## What you will do
Send back all the data below, exactly as given.
....................
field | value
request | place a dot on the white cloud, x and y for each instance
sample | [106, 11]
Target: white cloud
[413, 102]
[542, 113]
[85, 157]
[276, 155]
....................
## Reply to the exercise
field | value
request | place a dot on the white cloud, x and y for each instance
sample | [106, 11]
Target: white cloud
[413, 102]
[542, 113]
[85, 157]
[276, 155]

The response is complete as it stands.